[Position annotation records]
>> Start

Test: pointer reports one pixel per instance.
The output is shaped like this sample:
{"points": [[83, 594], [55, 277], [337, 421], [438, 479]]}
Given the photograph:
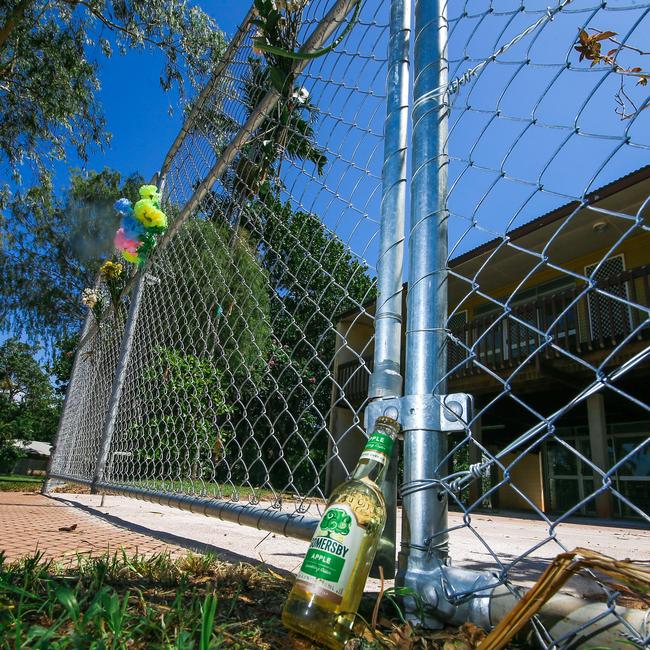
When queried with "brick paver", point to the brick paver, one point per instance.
{"points": [[30, 522]]}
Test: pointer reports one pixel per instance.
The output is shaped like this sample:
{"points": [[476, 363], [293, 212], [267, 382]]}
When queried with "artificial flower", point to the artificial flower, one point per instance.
{"points": [[123, 207], [148, 214], [133, 229], [111, 270], [301, 95], [149, 192], [133, 258], [90, 297], [123, 243]]}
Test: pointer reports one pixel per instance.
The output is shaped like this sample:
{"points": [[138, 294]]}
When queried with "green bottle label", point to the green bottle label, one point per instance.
{"points": [[378, 448], [332, 554]]}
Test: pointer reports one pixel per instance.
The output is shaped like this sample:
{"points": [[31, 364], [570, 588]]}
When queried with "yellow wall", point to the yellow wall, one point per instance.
{"points": [[634, 250], [526, 474], [635, 253]]}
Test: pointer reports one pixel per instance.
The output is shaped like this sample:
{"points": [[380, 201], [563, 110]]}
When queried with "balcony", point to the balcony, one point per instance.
{"points": [[579, 325], [554, 326]]}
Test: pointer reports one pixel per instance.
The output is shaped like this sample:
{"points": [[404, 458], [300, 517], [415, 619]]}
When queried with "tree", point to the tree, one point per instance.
{"points": [[29, 409], [50, 53], [51, 248]]}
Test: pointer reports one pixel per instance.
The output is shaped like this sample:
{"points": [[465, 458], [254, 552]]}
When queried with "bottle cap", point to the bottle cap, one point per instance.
{"points": [[388, 422]]}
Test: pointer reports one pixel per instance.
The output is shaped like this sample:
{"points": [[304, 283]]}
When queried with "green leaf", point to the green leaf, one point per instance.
{"points": [[68, 599], [278, 78], [209, 609]]}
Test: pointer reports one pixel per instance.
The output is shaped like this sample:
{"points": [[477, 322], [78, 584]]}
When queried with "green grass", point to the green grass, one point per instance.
{"points": [[196, 602], [134, 602]]}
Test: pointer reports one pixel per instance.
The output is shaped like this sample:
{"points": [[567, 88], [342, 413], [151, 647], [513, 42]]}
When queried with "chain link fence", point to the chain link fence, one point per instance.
{"points": [[228, 386], [250, 354]]}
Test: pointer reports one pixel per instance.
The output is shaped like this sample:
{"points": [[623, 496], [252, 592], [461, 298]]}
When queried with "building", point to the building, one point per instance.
{"points": [[586, 327]]}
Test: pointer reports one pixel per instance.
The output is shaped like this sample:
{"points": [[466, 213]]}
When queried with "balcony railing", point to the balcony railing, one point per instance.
{"points": [[570, 320]]}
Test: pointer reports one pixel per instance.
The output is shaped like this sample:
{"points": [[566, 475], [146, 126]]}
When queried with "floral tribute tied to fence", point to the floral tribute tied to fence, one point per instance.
{"points": [[232, 364]]}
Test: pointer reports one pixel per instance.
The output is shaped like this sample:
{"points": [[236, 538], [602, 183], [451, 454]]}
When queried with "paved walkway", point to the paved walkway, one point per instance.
{"points": [[30, 522], [492, 542]]}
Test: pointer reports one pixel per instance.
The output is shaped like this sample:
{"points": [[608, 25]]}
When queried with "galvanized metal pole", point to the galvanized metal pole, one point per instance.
{"points": [[424, 542], [386, 379]]}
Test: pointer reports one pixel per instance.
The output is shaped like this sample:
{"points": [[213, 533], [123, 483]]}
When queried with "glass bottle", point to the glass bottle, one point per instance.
{"points": [[325, 597]]}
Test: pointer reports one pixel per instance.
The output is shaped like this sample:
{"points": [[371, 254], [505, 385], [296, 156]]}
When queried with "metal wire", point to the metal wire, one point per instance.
{"points": [[248, 373]]}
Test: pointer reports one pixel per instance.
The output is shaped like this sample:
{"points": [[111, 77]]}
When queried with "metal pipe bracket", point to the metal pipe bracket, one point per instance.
{"points": [[443, 413]]}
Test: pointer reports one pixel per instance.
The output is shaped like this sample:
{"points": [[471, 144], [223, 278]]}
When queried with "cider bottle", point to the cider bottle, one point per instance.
{"points": [[325, 597]]}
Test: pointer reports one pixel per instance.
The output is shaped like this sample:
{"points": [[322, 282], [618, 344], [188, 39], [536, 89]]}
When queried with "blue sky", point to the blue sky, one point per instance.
{"points": [[545, 154], [137, 109], [530, 131]]}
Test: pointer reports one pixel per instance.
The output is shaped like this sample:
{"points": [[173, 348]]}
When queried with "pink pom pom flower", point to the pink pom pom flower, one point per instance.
{"points": [[123, 243]]}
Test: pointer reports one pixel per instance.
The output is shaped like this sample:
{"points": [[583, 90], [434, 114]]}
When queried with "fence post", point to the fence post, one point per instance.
{"points": [[386, 379], [118, 382], [49, 483], [120, 374], [424, 537]]}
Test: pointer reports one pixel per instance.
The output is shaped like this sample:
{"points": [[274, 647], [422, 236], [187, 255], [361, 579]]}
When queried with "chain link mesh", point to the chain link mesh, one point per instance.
{"points": [[548, 288], [253, 346], [228, 390]]}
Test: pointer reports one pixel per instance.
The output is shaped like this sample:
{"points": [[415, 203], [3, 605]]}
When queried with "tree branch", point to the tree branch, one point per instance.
{"points": [[14, 17]]}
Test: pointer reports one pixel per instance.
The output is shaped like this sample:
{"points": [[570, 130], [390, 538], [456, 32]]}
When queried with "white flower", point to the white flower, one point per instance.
{"points": [[89, 297], [295, 5], [257, 35], [301, 96]]}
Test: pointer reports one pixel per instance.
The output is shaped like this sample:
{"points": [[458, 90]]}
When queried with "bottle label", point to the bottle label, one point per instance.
{"points": [[378, 448], [332, 554]]}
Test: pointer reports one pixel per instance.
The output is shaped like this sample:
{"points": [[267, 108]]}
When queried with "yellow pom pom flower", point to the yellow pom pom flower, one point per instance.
{"points": [[148, 214], [111, 270], [149, 192]]}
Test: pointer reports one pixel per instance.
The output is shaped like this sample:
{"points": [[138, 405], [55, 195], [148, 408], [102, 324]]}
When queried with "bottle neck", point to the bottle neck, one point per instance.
{"points": [[371, 470], [375, 458]]}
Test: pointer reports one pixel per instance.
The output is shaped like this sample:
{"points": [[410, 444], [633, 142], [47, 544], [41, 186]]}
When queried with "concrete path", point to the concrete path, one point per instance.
{"points": [[486, 542], [30, 522]]}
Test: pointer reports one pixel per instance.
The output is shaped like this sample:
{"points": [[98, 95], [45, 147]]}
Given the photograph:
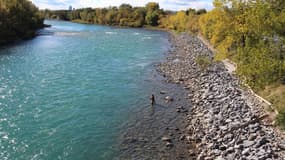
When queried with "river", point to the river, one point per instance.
{"points": [[67, 93]]}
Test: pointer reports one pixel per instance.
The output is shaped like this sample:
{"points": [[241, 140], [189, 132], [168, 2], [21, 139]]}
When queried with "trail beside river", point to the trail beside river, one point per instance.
{"points": [[226, 121]]}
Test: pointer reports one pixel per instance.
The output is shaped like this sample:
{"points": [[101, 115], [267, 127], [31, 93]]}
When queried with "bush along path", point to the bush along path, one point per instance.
{"points": [[226, 121]]}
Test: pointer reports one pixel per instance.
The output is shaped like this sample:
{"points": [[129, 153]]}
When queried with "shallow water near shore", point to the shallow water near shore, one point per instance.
{"points": [[68, 93]]}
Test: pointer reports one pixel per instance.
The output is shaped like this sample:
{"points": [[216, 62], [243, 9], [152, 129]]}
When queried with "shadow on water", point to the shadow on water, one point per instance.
{"points": [[142, 139]]}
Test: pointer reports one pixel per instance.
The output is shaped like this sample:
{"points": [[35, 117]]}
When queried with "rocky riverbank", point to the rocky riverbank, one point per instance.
{"points": [[225, 121]]}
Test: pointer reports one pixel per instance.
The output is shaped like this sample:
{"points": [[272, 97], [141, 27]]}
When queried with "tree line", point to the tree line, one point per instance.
{"points": [[251, 33], [124, 15], [19, 19]]}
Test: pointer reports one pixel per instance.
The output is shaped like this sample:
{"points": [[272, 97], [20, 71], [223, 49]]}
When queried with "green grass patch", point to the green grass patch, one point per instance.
{"points": [[203, 61]]}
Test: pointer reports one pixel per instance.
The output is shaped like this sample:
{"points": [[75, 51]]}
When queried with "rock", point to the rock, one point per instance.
{"points": [[281, 146], [162, 92], [169, 144], [247, 143], [261, 142], [168, 98]]}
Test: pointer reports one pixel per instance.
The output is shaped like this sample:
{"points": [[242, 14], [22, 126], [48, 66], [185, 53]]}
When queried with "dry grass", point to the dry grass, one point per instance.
{"points": [[276, 95]]}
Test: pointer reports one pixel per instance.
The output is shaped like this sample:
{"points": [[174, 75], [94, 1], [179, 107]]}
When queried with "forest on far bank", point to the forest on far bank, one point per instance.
{"points": [[19, 19], [250, 33]]}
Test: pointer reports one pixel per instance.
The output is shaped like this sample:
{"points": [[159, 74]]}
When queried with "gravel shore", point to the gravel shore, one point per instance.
{"points": [[225, 121]]}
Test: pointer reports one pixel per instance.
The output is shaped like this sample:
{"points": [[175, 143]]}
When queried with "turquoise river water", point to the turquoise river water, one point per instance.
{"points": [[66, 94]]}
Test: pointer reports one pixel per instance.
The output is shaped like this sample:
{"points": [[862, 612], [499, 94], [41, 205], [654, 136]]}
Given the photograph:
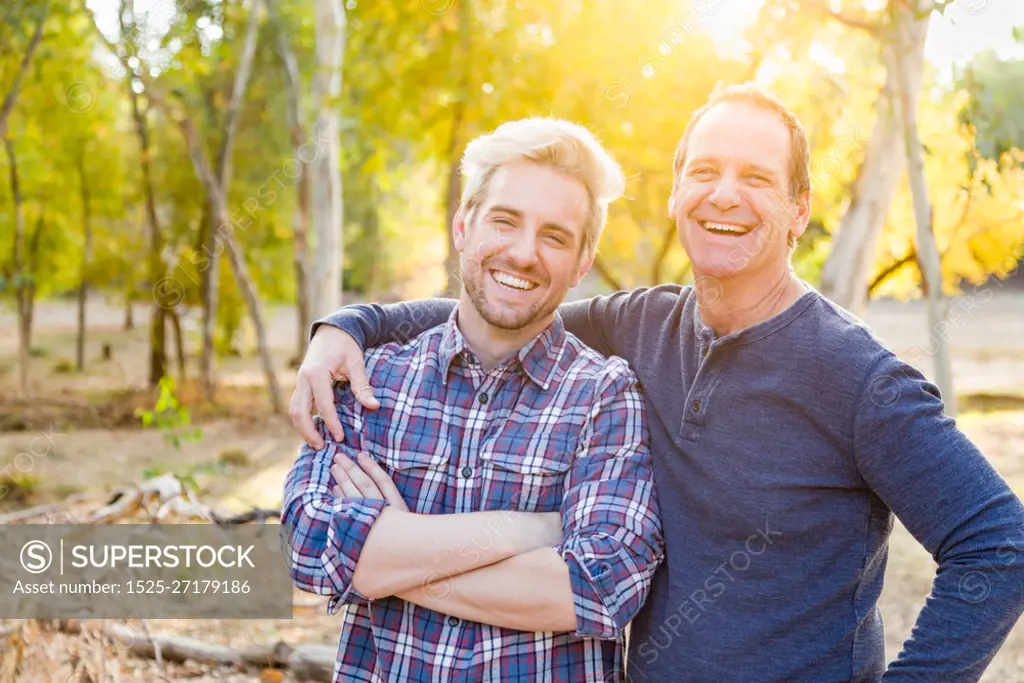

>> End

Your instructions
Gather every line in the records above that includes the word "chain".

Response to the exercise
When queried with "chain link fence", point to the chain link fence, one point per instance.
When queried with "chain link mesh", point to the chain link mesh, one point per instance.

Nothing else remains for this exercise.